* PROVIDED TEXT *
Segment Open
Sungjin Park, Xiao Liu, Yeyun Gong, Edward Choi
Microsoft Research, Korea Advanced Institute of Science and Technology
North American Chapter of the Association for Computational Linguistics (2024)
Reasoning RL Benchmark

📝 Paper Summary

LLM Ensembling Reasoning
LE-MCTS solves complex math problems by treating reasoning as a tree search where heterogeneous LLMs generate intermediate steps guided by a process reward model.
Core Problem
Open-source LLMs struggle with complex reasoning, and existing ensemble methods (token/output-level) cannot correct intermediate logic errors or require strict vocabulary matching.
Why it matters:
  • Token-level ensembles fail when models use different vocabularies or architectures
  • Output-level ensembles (ranking completed answers) fail if all candidate solutions contain errors
  • Complex reasoning requires step-by-step verification to catch errors early, which holistic output ensembles miss
Concrete Example: If three LLMs all generate wrong final answers for a hard math problem, a standard voting ensemble fails. LE-MCTS can combine a correct first step from Model A with a correct second step from Model B to find the solution.
Key Novelty
Language model Ensemble with Monte Carlo Tree Search (LE-MCTS)
  • Process-level ensembling: Instead of merging tokens or final answers, the system mixes reasoning steps from different LLMs within a single search tree
  • Optimistic backpropagation: Updates node values based on the maximum value of children (finding the single best path) rather than the average, accommodating varying LLM capabilities
Architecture
Architecture Figure Figure 1 (implied)
Segment Closed
Entries taken from a collection:
Segment Open
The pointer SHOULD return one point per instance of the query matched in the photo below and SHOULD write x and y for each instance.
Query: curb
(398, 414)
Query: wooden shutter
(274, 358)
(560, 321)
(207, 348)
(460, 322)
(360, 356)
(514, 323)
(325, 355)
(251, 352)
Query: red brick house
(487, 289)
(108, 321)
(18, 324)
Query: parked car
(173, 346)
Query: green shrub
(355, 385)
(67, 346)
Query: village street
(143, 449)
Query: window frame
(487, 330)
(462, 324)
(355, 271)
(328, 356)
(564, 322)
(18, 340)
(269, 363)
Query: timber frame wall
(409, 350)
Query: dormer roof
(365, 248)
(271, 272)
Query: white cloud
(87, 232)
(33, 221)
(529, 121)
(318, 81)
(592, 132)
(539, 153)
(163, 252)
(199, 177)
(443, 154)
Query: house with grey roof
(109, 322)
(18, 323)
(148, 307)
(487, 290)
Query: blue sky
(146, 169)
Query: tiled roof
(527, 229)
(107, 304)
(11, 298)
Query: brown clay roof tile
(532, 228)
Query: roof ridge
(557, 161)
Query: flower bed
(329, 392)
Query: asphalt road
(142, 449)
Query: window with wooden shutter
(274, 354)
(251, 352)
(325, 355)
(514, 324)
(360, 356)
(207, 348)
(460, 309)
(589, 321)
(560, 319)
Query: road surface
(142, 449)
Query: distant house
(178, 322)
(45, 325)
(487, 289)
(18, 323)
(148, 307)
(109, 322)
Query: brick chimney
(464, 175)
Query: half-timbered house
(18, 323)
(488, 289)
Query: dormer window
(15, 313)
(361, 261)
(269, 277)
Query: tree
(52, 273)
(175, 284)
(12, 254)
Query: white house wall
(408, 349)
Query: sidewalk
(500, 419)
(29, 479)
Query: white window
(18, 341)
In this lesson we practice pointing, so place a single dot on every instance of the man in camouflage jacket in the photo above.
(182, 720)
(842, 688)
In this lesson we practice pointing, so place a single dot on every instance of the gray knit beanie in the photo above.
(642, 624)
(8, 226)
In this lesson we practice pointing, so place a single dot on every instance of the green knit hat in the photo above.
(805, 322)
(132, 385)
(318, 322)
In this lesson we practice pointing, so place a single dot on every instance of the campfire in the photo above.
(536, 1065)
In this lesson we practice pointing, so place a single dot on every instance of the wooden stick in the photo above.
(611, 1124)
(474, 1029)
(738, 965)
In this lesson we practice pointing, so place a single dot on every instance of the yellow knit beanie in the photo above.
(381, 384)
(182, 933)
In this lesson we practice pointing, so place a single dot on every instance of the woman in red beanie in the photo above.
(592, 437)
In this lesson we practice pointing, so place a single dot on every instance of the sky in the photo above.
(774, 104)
Segment Closed
* ABOUT THIS TASK *
According to the paper summary, what does optimistic backpropagation base node value updates on?

* WRITTEN SOLUTION *
It bases them on the maximum value of the children rather than the average.